[Stored dataset items]
▬▬▬

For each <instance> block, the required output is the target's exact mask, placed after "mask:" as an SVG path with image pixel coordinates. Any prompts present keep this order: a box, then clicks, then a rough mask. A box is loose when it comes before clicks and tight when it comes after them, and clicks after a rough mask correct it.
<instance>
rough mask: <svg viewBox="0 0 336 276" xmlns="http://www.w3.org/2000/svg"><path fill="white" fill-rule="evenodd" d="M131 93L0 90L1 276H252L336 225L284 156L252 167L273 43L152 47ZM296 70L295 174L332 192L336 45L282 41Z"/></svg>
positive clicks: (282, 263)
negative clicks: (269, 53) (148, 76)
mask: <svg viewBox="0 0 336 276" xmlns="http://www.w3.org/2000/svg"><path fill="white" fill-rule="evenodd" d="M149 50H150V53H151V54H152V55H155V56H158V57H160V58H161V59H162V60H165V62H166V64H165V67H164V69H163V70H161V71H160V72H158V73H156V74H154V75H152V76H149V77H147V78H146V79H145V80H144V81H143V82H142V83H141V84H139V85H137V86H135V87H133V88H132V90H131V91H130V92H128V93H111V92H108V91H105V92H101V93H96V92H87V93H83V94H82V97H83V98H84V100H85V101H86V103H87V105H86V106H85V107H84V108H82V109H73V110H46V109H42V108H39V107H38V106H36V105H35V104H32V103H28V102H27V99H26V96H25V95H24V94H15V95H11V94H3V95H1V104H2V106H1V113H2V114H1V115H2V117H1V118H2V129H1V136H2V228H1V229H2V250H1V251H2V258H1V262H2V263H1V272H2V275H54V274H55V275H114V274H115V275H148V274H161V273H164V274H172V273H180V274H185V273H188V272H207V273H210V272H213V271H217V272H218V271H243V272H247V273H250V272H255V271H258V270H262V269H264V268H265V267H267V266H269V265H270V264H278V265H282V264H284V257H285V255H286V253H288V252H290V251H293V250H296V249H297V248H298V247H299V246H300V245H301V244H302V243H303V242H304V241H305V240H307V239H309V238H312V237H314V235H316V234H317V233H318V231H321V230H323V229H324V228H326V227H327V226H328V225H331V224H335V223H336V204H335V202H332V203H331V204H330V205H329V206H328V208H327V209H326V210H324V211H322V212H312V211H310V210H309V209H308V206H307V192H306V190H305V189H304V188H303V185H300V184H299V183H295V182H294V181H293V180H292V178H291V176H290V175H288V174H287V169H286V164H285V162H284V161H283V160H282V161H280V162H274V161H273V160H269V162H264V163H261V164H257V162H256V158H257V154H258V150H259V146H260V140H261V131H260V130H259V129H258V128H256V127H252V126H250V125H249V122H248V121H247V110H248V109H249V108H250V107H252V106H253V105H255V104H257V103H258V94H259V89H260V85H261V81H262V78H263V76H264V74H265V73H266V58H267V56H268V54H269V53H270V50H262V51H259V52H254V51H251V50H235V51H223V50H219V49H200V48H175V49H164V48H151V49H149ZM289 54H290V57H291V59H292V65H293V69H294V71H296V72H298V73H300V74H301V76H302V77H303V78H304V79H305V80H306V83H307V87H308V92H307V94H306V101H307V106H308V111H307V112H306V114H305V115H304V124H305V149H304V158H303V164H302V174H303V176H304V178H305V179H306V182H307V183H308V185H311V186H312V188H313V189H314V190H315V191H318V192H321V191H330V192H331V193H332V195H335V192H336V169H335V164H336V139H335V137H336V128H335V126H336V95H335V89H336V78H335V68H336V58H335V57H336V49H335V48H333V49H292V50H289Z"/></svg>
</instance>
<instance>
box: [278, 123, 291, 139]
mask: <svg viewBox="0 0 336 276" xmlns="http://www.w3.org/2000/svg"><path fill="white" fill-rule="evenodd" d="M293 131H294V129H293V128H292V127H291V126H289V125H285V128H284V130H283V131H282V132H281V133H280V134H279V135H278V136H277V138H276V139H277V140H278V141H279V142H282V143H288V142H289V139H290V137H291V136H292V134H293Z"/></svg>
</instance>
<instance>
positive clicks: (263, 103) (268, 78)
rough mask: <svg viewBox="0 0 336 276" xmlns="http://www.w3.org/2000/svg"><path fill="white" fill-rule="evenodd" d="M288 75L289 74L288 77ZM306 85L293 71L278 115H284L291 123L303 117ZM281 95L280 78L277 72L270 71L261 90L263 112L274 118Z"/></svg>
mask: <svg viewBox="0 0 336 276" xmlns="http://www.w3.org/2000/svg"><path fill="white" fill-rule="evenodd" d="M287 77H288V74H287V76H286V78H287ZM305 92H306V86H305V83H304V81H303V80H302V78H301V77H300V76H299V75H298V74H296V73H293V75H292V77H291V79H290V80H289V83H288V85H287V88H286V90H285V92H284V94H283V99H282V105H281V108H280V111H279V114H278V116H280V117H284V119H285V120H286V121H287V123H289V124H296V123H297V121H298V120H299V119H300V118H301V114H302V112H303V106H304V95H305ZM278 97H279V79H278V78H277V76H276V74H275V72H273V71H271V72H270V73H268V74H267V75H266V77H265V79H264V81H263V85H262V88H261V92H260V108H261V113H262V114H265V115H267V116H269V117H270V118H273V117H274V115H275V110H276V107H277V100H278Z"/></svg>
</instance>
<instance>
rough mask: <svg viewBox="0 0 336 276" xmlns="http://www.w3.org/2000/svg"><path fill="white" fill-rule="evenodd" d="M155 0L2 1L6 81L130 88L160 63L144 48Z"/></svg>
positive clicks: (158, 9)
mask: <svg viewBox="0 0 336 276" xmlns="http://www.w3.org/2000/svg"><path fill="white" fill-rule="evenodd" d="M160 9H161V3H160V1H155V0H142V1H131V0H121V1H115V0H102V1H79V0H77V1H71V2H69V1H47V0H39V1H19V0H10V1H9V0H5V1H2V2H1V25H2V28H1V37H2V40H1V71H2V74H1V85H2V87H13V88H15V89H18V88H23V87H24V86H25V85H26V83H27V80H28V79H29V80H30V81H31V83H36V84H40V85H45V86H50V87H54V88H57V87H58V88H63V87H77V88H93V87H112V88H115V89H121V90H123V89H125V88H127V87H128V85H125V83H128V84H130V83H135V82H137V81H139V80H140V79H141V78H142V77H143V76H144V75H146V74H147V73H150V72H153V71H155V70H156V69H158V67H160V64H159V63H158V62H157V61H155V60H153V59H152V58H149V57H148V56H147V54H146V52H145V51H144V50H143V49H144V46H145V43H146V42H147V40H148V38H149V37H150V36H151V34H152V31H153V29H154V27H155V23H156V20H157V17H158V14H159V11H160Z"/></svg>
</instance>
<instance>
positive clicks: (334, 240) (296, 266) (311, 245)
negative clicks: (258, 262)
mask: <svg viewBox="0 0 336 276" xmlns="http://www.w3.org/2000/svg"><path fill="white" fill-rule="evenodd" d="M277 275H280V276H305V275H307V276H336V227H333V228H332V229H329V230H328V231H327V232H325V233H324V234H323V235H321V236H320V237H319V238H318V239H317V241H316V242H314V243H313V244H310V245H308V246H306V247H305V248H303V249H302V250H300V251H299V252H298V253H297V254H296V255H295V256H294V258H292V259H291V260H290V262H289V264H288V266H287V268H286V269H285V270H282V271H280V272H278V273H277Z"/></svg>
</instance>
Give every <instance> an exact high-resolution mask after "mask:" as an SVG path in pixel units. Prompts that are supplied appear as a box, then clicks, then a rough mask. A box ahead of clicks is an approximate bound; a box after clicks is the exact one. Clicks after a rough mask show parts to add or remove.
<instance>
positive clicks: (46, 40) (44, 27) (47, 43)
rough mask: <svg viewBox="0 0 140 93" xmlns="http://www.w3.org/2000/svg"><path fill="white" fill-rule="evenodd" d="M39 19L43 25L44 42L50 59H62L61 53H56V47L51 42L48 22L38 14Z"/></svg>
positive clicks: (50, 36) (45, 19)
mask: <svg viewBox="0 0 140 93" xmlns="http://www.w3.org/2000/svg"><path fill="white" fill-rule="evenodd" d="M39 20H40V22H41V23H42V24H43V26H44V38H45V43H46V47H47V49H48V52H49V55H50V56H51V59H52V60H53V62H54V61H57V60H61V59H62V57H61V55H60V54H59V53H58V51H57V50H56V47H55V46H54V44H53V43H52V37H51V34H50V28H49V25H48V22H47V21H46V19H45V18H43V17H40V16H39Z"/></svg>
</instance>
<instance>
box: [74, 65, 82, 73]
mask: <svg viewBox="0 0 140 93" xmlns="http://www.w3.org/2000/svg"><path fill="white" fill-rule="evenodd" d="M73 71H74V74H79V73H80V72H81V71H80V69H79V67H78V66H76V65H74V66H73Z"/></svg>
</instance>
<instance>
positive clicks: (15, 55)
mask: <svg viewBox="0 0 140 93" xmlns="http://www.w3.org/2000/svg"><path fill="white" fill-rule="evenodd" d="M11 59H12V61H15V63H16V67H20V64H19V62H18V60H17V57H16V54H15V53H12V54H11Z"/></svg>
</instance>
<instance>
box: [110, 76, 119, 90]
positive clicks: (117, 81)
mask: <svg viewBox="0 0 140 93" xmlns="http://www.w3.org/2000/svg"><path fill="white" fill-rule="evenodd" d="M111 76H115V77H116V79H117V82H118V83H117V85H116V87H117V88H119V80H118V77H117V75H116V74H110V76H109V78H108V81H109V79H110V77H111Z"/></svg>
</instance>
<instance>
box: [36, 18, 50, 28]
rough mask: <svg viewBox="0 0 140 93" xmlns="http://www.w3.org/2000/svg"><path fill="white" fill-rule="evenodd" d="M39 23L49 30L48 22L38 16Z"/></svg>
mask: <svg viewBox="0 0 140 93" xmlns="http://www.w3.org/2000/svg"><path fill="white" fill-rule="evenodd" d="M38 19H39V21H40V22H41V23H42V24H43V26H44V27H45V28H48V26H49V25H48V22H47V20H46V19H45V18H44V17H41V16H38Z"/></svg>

▬▬▬

* **Task**:
Repeat exactly, please, each line from the beginning of the data through the line with "positive clicks: (282, 263)" in it, and only those lines.

* **Written reply**:
For each <instance> block, the required output is the target's exact mask, placed after "mask:" as an SVG path with image pixel coordinates. Any prompts present keep this order: a box, then clicks, then a rough mask. A box is loose when it comes before clicks and tight when it comes after them, and clicks after a rough mask correct it.
<instance>
rough mask: <svg viewBox="0 0 336 276" xmlns="http://www.w3.org/2000/svg"><path fill="white" fill-rule="evenodd" d="M131 93L0 90L1 276H252L336 225L284 156L252 167L273 43L152 47ZM296 70L295 174L332 192L336 45L282 41Z"/></svg>
positive clicks: (282, 263)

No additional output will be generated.